• _PASSAGE PROVIDED_
<<<<
I won't lie, I was a bit nervous before, but it went well.

So, where am I, one year into this new position?
Still learning.
I hope I can always say that. I think if I ever get to the point where I "know it all," it will be time for me to leave.
I'm comfortable in my new role. I have incredible support form those around me and I hope I am a source of support for them.
I think I'm doing good work.
I keep in my mind the incredible work our members do, in education, in healthcare, and in public service, and that pushes me to do the best I can.
I'm looking back to see, am I on track? Am I making progress? Have I remembered my goals?
Add I'm looking ahead.
I've been given a gift and I understand that, and I want to make the best use of the opportunity to be as valuable to the organization, our members and the movement as I can be.


Sunday, August 7, 2016

Love

You'd think after 41 years of marriage I'd have this thing we call love all figured out.
You'd think I would have the answers, that I'd found the secret to a long and happy marriage.
Sorry.
I don't have the answers.

Some people hear we've been together for this long and say "congratulations" like it's an honor we've won that many strive for but few achieve.
Please don't look like it that way.
We know many who are divorced.
We did not do it better than them.
Most of those people are correct to be divorced, some waited too long.
Some people suffer through too many painful years, even abuse, before making the difficult and painful decision to split.
Michelle and I haven't done marriage better, just different.
Loving one person your whole life doesn't make you an expert, doesn't mean you are more successful.

There are so many different forms of love.
Parents and siblings,
bothers and sisters and cousins,
close friends,
lovers,
men and women,
men and men,
women and women.
Sometimes, love is instant, like the first time you see your baby's face.
Sometimes it builds slowly, like the acquaintances who know each other forever, and then start feeling something closer.
Sometimes love lasts a lifetime, sometimes a summer.

Love isn't finite.
It isn't like if you love one person with your whole heart and soul that you cannot love another.
I love Michelle, and my children, and my siblings and cousins and friends.
Love for one does not diminish love for another.
>>>>
• _TASK ITEM 1_
Answer these about the passage on work and love:
(a) How many years of marriage does the writer mention?
(b) In which three fields does the writer say members do their work?
(c) What date appears in the passage on work and love?
• _TASK ITEM 2_
In the passage on work and love, list everyone the writer names in the sentence that begins "I love Michelle".
• _TASK ITEM 3_
Go on writing the passage on work and love, starting after "Love for one does not diminish love for another."
The rows aren't needed for anything here.

Image-based grounding data:
<<<<
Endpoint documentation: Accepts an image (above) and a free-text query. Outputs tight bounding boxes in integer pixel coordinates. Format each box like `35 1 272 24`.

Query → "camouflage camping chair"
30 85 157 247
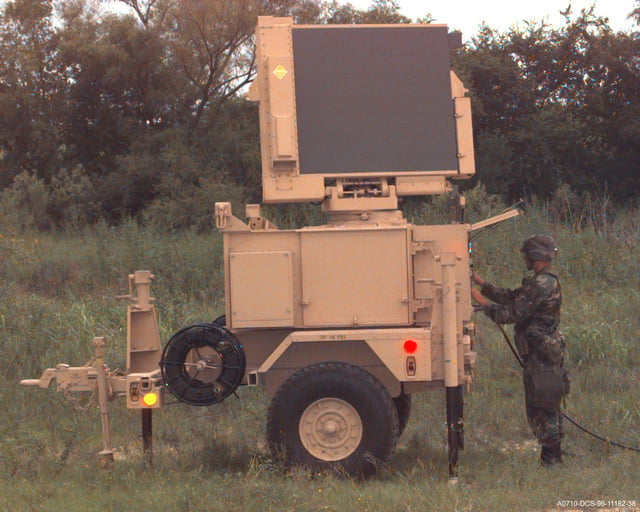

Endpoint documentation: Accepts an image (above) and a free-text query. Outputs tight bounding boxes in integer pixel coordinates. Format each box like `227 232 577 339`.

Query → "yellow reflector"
142 392 158 407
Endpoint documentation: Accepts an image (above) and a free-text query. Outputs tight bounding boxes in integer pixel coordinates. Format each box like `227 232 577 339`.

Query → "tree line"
0 0 640 228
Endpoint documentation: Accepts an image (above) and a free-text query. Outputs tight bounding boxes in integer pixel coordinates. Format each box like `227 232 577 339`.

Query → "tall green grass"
0 188 640 512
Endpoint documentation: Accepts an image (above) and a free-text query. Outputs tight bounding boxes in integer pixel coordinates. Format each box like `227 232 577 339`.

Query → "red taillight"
402 340 418 354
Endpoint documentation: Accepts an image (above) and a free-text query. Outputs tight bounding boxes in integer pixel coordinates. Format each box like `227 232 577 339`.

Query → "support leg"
446 386 464 481
140 409 153 465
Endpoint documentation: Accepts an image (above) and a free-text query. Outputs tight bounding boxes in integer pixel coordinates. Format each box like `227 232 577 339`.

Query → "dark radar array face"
292 26 458 175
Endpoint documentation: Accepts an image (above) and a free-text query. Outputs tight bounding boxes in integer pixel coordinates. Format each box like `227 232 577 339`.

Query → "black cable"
496 324 640 453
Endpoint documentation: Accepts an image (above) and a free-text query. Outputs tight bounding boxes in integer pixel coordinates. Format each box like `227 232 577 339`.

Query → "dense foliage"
0 0 640 229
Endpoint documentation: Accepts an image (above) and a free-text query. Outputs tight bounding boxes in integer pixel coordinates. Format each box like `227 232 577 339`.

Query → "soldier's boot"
540 442 562 468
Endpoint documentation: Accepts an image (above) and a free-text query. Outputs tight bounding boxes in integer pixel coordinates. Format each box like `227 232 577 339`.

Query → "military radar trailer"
23 17 510 478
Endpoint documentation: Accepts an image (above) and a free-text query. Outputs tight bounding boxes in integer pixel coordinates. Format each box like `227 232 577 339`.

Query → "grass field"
0 192 640 512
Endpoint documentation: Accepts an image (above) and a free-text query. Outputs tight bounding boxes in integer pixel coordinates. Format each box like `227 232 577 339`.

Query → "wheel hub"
298 398 362 461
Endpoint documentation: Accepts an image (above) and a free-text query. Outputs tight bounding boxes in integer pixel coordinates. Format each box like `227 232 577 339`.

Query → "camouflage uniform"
480 268 566 465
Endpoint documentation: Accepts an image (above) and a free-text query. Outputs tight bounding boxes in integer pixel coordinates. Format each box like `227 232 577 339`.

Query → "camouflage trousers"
527 407 564 447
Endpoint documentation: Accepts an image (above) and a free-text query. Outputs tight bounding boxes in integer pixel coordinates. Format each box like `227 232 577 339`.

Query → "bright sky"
348 0 637 40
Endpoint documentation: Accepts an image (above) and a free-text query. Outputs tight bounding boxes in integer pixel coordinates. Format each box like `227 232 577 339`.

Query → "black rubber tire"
393 393 411 436
267 362 398 477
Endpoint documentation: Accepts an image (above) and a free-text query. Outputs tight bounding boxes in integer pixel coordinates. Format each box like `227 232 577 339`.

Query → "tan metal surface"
127 270 162 373
229 251 294 328
301 228 410 327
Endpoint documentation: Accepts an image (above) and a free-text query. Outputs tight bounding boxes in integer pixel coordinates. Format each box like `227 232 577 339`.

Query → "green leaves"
455 9 640 200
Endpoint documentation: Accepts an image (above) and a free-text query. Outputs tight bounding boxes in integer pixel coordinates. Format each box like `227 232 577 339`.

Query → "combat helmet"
520 235 558 261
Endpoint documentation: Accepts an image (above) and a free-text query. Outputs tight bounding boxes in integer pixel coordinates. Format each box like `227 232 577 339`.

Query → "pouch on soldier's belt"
524 367 568 409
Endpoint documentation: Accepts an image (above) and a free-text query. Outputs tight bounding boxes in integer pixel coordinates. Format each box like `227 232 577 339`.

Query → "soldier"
471 235 568 466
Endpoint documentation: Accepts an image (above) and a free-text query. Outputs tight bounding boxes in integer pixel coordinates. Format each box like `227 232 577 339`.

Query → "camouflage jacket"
480 269 562 357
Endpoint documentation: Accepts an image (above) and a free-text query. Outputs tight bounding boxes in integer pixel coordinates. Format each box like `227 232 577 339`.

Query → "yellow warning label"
273 64 287 80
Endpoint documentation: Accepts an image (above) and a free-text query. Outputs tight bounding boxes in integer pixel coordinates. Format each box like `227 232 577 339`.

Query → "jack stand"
93 337 114 468
446 386 464 484
140 409 153 466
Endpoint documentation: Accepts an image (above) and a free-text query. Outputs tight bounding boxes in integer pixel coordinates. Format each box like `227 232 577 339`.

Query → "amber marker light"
142 392 158 407
402 340 418 354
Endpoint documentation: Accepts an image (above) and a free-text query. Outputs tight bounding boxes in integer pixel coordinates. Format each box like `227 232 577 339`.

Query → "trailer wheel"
393 393 411 436
267 363 398 476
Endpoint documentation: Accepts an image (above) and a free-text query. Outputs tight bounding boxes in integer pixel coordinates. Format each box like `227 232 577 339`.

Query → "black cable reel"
160 323 246 406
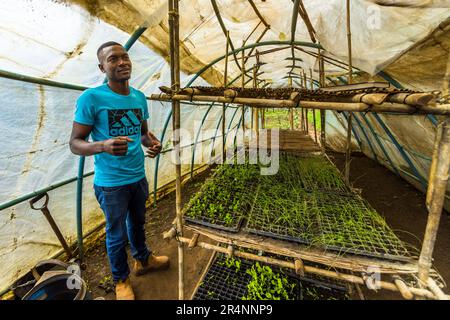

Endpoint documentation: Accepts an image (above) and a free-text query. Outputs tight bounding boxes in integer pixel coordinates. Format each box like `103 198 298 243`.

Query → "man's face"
98 45 131 82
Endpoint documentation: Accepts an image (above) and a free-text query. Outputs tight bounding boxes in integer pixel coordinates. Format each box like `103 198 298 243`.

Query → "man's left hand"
146 140 162 158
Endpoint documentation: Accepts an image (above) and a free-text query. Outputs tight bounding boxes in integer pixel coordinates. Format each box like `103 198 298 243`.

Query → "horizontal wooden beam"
150 94 450 115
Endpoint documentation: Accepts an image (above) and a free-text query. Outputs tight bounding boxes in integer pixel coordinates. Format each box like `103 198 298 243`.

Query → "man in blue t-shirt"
70 42 169 300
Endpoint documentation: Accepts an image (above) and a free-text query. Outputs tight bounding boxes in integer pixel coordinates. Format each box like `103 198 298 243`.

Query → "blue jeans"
94 178 150 282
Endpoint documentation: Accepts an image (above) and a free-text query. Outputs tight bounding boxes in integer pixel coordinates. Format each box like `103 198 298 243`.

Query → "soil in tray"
315 193 417 260
185 164 259 232
245 184 317 244
266 153 351 194
194 254 349 300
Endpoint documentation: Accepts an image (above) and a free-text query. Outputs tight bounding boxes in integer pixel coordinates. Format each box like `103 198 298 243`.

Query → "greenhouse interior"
0 0 450 300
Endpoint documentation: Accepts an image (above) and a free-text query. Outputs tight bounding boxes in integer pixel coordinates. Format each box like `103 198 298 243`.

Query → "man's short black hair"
97 41 123 58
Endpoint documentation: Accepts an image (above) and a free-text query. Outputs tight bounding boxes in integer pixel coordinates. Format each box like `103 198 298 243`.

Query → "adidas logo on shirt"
108 109 142 137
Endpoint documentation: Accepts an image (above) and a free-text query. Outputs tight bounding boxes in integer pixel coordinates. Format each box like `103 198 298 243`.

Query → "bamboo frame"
169 0 184 300
170 228 450 300
222 30 230 163
160 0 450 299
150 94 450 115
418 117 450 285
344 0 353 185
344 113 352 186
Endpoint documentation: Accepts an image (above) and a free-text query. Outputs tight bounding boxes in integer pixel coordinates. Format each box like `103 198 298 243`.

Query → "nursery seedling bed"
184 164 258 232
184 216 243 232
245 184 315 244
278 153 351 194
315 193 415 261
193 254 251 300
193 254 349 300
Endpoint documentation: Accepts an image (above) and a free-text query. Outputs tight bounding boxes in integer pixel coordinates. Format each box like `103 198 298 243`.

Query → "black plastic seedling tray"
193 254 349 300
184 216 244 232
193 254 302 300
244 226 311 244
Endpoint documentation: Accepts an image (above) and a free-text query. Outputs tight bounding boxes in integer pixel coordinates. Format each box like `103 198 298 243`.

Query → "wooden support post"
319 49 326 152
288 76 294 130
241 43 245 137
419 117 450 286
309 68 317 143
347 0 353 84
252 64 259 143
302 70 309 134
427 278 449 300
169 0 184 300
188 233 200 249
222 30 230 163
394 277 414 300
178 237 449 299
344 113 352 186
294 259 305 277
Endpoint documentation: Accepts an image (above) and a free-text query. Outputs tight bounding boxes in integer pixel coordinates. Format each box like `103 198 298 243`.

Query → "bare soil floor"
83 153 450 300
328 153 450 299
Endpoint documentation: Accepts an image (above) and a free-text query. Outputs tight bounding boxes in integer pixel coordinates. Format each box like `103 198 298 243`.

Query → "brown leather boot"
116 278 134 300
134 254 170 276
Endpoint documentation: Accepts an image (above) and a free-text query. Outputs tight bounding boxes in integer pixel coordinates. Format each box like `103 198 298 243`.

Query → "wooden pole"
169 0 184 300
178 237 448 299
309 68 317 143
344 112 352 186
419 117 450 286
241 43 245 136
302 70 309 133
347 0 353 84
222 30 230 163
319 49 326 151
150 94 450 115
344 0 353 185
288 76 294 130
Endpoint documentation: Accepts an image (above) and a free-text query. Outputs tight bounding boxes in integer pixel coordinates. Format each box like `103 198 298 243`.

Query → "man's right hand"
103 137 133 156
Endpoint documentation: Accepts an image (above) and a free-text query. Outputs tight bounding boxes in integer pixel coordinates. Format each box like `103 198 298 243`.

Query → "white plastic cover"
0 0 450 291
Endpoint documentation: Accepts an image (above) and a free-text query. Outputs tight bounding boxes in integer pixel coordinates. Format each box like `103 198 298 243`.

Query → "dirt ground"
83 153 450 300
83 170 217 300
328 153 450 299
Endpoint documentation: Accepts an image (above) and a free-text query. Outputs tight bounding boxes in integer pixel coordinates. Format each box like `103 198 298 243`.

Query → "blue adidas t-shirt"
75 84 148 187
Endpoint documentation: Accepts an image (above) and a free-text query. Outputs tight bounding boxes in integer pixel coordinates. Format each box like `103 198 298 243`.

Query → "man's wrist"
98 140 106 153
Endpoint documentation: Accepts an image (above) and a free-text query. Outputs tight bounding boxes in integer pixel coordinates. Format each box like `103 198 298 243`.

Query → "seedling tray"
184 216 244 232
244 186 316 244
193 254 349 300
183 164 256 232
315 193 415 261
193 254 302 300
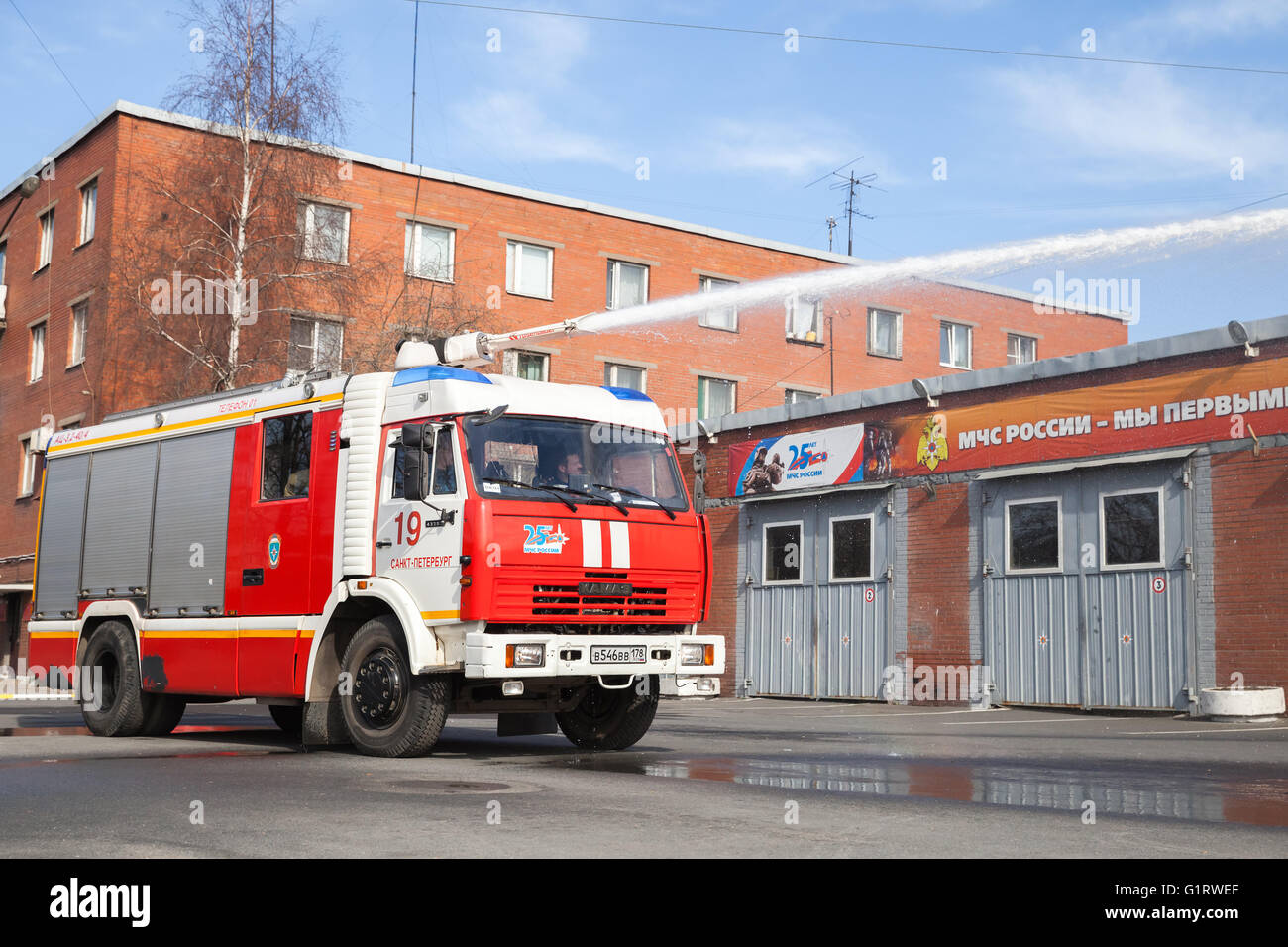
>>>>
• _ANSWER BOX 1_
(a) 41 years
(b) Education, healthcare, and public service
(c) Sunday, August 7, 2016

• _ANSWER BOX 2_
Michelle, the writer's children, siblings, cousins, and friends

• _ANSWER BOX 3_
It seems to grow as your experience it.

Sometimes we look to those we love to be a source of fulfillment.
Please don't, it isn't possible or fair to those people.
They can provide support and strength, but fulfillment needs to come from within, from self-love.

All forms of love are special, all precious, and we all deserve to find it, not with just one person, but with many people in many forms, during our life.

So don't look at us being married for 41 years as something special, don't hold us up as something to emulate.
Find your own forms of love, and embrace them.

Michelle and I have been lucky to have been in love so long.
It's special and comforting.
We have gone through many of life's trials together and that makes for a special bond.
We have times when we are ready to walk away, times when we are so angry with each other.  But anger is not the opposite of love.....apathy is, just not caring any more.
We've not experienced that with each other.

Life isn't a fairy tale, it comes with bills, and mortgages, and family.
There are days of doubts, it's not happily ever after.

Sometimes though, even now, we feel like we are back as we were in high school.
To this day she excites me if she dresses or undresses in front of me (and she knows this)
But our closest times are when something great or something tragic happens and we want the other with us to share the moment.

So don't look to others to find the definition of love, because it will be different for you.
Go out and find it in the forms meant for you, and have the courage to embrace them when you do.